> [INSTRUCTIONS TO FOLLOW] Rescale the material from its start through the line containing "249 62 L 256", both ends included. Reproduce every line, requests included, but multiply each number in the answers (the id values and the outline coordinates alike) by 2.55 and round it to a whole number, with halves rounded up.
==== EXTRACTED MATERIAL
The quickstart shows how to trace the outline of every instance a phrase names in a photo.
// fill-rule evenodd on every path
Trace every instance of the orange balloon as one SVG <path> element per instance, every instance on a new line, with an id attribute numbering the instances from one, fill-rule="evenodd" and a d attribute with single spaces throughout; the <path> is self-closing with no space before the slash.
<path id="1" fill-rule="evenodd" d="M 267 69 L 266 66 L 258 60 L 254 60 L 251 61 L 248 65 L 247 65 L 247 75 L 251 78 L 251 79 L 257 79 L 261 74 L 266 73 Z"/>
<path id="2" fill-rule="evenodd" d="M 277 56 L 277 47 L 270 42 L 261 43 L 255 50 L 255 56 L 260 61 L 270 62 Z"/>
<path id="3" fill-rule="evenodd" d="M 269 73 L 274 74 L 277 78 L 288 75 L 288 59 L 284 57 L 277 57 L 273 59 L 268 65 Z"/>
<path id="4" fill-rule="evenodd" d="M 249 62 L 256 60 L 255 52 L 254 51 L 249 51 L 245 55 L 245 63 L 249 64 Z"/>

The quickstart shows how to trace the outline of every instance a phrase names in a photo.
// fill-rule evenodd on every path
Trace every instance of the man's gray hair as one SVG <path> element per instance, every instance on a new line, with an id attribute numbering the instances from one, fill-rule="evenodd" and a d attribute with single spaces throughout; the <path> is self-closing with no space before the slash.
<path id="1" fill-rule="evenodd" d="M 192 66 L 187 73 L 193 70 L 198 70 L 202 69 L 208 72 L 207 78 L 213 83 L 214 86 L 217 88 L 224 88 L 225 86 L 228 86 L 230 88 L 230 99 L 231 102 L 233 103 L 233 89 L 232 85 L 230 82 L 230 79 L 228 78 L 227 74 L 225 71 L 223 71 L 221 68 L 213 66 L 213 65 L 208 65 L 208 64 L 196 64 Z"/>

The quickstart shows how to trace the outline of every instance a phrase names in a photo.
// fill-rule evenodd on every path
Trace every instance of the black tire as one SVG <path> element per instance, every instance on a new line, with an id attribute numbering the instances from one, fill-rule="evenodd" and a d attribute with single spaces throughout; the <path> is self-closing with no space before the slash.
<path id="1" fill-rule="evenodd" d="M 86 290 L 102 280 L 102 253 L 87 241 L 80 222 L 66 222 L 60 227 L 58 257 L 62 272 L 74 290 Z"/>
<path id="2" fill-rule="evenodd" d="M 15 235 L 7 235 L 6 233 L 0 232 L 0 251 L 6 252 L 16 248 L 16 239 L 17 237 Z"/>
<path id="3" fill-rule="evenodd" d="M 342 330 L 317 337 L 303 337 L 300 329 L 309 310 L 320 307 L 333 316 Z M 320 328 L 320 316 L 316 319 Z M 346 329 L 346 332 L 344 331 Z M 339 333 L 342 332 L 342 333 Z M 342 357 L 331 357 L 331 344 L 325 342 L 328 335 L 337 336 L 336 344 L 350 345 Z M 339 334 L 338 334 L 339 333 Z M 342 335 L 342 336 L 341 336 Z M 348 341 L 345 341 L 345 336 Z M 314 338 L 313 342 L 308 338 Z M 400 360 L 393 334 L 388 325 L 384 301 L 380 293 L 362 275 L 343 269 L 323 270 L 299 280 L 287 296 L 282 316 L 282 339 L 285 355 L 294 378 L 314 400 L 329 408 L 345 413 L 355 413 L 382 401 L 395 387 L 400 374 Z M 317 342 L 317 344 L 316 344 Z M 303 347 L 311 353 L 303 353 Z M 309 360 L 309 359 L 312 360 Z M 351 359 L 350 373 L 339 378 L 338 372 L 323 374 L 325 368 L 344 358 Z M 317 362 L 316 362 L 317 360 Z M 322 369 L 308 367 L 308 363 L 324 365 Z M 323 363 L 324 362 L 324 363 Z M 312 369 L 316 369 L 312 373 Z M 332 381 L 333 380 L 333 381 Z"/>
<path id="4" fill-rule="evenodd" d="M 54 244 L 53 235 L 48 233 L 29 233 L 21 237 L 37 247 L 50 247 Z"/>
========
> [REPLY TO THE TASK]
The quickstart shows how to trace the outline of every instance a phrase names in a photo.
// fill-rule evenodd on every path
Trace every instance of the orange balloon as one SVG <path> element per instance, every instance on a new line, with an id attribute numbering the instances from one, fill-rule="evenodd" and a d attribute with single spaces throughout; the <path> is self-closing with no space before the slash.
<path id="3" fill-rule="evenodd" d="M 681 176 L 678 168 L 658 153 L 648 153 L 640 156 L 632 166 L 630 166 L 630 191 L 640 199 L 640 201 L 655 201 L 666 189 L 678 186 Z"/>
<path id="5" fill-rule="evenodd" d="M 706 143 L 706 120 L 689 107 L 666 110 L 650 128 L 650 143 L 663 156 L 689 158 Z"/>
<path id="8" fill-rule="evenodd" d="M 686 186 L 699 189 L 706 199 L 734 191 L 734 150 L 724 145 L 706 145 L 696 150 L 683 166 Z"/>
<path id="10" fill-rule="evenodd" d="M 635 158 L 653 153 L 650 133 L 648 130 L 635 130 L 625 140 L 625 161 L 635 163 Z"/>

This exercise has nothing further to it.